— BEGIN Material provided —
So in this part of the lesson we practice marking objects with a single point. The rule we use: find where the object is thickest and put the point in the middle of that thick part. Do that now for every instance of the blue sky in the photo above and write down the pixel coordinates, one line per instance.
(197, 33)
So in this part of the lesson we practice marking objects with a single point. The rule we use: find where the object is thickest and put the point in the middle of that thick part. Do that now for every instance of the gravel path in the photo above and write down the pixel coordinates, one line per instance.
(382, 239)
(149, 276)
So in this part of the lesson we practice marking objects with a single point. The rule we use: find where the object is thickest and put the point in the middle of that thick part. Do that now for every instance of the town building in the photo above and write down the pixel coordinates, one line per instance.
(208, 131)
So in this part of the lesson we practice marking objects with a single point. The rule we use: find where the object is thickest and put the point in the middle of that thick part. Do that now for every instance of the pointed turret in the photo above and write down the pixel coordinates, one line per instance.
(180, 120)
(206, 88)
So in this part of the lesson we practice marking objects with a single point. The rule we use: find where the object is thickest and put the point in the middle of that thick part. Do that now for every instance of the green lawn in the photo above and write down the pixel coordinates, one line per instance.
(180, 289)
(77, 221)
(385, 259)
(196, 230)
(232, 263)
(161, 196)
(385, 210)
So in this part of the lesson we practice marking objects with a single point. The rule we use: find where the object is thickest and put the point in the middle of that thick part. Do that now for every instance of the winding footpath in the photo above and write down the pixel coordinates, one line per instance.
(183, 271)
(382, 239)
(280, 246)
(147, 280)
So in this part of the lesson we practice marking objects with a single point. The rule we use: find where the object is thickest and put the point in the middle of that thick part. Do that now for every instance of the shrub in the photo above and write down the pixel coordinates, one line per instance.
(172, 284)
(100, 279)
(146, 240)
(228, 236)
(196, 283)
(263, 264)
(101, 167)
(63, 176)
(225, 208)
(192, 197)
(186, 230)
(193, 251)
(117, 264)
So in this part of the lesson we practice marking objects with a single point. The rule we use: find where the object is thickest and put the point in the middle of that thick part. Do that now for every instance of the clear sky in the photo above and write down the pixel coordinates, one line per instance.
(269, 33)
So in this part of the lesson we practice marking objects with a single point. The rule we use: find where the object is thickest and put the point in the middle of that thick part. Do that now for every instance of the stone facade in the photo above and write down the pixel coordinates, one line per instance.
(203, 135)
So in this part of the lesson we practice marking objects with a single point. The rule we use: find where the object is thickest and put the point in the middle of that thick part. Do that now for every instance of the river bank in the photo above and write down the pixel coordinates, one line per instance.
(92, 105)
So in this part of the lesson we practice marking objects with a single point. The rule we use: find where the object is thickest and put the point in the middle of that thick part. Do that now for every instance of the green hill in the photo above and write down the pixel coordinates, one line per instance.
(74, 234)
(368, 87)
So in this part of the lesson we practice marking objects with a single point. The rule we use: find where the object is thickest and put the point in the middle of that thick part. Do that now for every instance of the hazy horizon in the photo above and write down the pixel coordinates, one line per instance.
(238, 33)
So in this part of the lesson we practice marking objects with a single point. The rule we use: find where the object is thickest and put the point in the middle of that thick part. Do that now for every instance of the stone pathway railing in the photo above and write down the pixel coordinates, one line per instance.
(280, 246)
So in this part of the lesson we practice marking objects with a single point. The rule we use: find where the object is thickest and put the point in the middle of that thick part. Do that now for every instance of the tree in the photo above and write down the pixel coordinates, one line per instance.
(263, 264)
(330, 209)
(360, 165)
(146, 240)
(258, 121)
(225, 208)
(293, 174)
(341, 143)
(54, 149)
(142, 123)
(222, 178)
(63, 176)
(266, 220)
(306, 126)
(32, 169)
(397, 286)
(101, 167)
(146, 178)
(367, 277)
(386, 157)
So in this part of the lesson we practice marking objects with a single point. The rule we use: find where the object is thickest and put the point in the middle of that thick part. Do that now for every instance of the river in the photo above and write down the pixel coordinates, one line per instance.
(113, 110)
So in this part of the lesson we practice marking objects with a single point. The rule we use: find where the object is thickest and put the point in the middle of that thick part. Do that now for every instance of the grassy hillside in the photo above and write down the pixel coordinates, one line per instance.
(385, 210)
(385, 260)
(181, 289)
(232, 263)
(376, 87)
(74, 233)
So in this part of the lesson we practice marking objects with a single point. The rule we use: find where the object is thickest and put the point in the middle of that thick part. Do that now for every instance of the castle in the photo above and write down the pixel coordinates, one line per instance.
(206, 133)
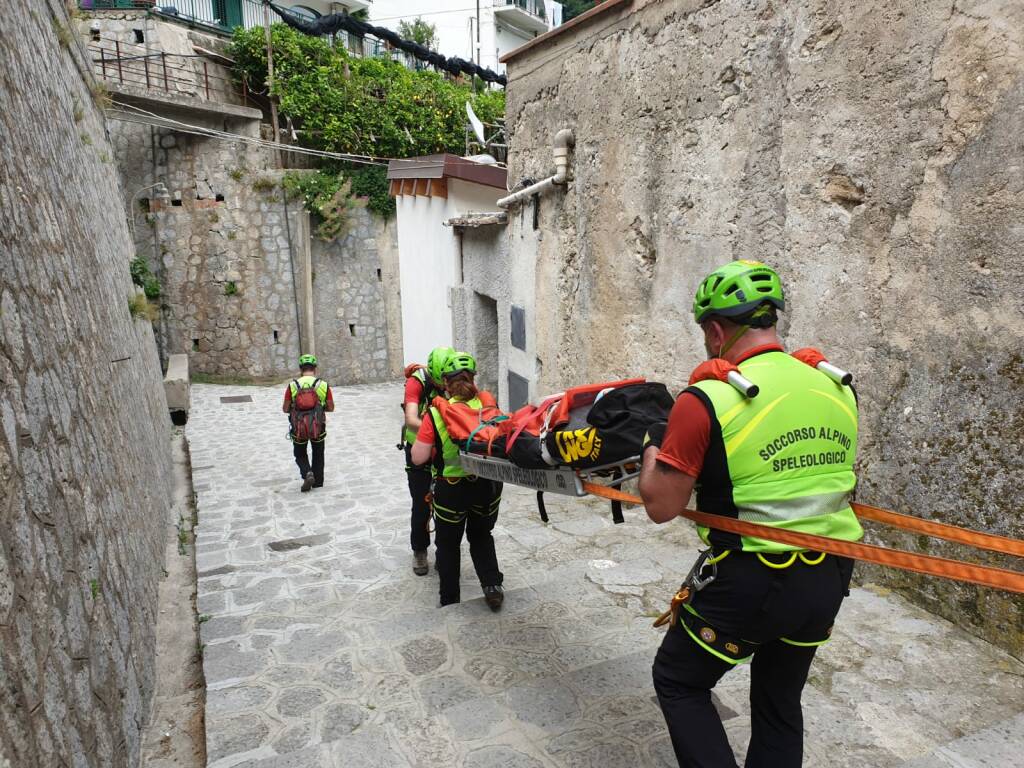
— END Material provided —
▸ **Problem statement**:
Gather every line of the data above that contains the string "blue" and list those lines in the order they appear.

▸ **Response to the exercise**:
So in this part of the lesson we practice marking objects with a single point. The rule we use: find where the object is thickest and put the point in the middle of that thick part. Do that now for every instance of the blue sky in the photo above and write down the pixel coordinates, one line per instance.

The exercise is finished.